It has built-in Wifi/BT, though I had an issue where the Wifi and BT crapped out on me. I don't know what the chipset is there, but I suppose I could disable and plug in a dongle if it proves to be unreliable.
I need to affix these components to the case, and the case needs a way to lock in to position since it opens 180 degrees. Then I'll have to take it on a plane and see if the TSA selects me for "random additional screening."
The hardware is powerful enough to emulate a DS, SNES, NES, and DOS, and even x86 Windows 98 under Qemu. Unfortunately I can't get the damn number of colors over 16 in Win98, so I can't play Diablo on it, yet.
What the hell is wrong with me?
I may not be entirely sane, but this Frankenstein approach is going to give me a system that I can upgrade by replacing just the computer part of it. I'll be able to pretty easily move between SBCs as newer and better ones become available. I guess its kind of the concept that the EOMA68 is running with, even though it's older and less RAM, it should also be a candidate for stuffing into this housing. I can also stuff whatever the hell I want into it and tinker away. It'll be fun to get back into 3D printing and interfacing random serial/arduino devices.
One last image, packed up it looks like this.
What I really, really want is something the size of a cell phone that I can put in my pocket, but has a full hardware keyboard that's somehow still comfortable to type on (I'm looking at you Psion!) and runs Linux for days without needing to recharge it. But I can't build that, so I'm going to settle for a much larger version in a sort of laptop form factor.
So, now what?

RECORD LIST:
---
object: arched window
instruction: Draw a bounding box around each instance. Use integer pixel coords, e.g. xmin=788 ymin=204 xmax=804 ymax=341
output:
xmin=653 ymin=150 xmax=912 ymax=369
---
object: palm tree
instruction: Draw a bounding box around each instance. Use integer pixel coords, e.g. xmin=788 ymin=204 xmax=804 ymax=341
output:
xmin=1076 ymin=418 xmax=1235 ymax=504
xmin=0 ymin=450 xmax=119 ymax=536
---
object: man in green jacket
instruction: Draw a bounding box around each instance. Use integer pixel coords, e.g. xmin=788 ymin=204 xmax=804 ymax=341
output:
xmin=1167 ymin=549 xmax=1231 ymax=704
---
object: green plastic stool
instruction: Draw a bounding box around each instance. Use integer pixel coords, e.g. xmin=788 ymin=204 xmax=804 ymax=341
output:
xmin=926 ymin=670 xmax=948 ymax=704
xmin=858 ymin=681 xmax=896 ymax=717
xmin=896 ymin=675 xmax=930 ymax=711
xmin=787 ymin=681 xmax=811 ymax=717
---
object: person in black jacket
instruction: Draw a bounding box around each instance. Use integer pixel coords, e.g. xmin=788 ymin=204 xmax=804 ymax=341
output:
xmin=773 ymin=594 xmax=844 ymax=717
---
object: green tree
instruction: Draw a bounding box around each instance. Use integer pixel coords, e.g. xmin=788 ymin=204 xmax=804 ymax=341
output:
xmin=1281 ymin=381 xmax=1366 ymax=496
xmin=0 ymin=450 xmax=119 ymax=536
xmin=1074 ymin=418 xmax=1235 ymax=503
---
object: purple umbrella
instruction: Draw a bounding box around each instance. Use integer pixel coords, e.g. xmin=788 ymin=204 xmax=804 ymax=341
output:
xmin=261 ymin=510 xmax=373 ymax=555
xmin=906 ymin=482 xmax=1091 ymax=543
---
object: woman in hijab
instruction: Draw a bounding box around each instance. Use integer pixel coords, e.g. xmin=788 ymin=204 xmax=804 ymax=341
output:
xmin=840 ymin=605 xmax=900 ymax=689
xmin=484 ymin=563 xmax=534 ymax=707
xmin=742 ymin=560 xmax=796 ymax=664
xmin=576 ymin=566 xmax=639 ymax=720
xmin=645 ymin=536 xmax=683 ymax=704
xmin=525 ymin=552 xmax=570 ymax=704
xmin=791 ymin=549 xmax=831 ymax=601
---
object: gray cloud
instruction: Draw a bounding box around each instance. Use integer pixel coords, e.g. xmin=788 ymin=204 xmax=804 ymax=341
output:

GOALS:
1. Edit the account of the homemade laptop build, giving everything from "I need to affix" down to "wrong with me?" again with "Diablo" replaced by "StarCraft".
2. Pick up the account of the homemade laptop build after its final sentence and continue it.

EXERCISE RESPONSES:
1.
I need to affix these components to the case, and the case needs a way to lock in to position since it opens 180 degrees. Then I'll have to take it on a plane and see if the TSA selects me for "random additional screening."
The hardware is powerful enough to emulate a DS, SNES, NES, and DOS, and even x86 Windows 98 under Qemu. Unfortunately I can't get the damn number of colors over 16 in Win98, so I can't play StarCraft on it, yet.
What the hell is wrong with me?

2.
It was so late when I typed this up that I didn't realize I kind of just ended the article without really closing it up. So where am I going from here? I'm going to use this Tinkerboard, jam a larger screen into the box I keep it all in, and find a way to hold everything in place. I'm waiting for a new battery to arrive, and then I should be nicely portable. In about a month a new display will arrive and I'll install that. I'll continue to tweak and tinker with it, but I'll also be moving my more serious work to it. To begin with, mostly writing, but also development and random hacking.
Anyone else on here building stuff like this? Or built stuff like this? Or have any ideas on how I could improve it?
My first husband used to buy stuff like this, too.
I'd ask him the same question.
Perhaps this problem is more widespread than I realized. I hope you were understanding as it seems we just can't help ourselves...
I tried OpenBSD back when my fastest computer was measured in Mhz. There wasn't very much software available for it at the time. Later I tried NetBSD (I was on gentoo at the time) and I really liked the ports system because it was easy to get all kinds of software, but I didn't see any sort of advantage at the time over Linux. Now the OS isn't terribly important, as long as it's Posix, has compilers, and doesn't force me to use Systemd. But the problem I've been having with the embedded hardware is they all have screwy binary blob bootloaders and it would be so much easier if I could just point them at a damn kernel. So I guess my second requirement is that the hardware not just work, but be decently supported by the OS without having to do stupid trickery like transplanting binaries from one system to another because I don't have a way to build the damn boot loader.
Heh, the homelab reddit is interesting. Lots of interesting hardware there.
I liked the size of those little Raspis, but they just didn't have enough RAM.
Your addiction doesn't seem as bad, you seem to have found a way to offload some of the hardware. I hold on to mine until the resale or usefulness drops to zero... I guess I could recycle some of it, but they're just so damned neat!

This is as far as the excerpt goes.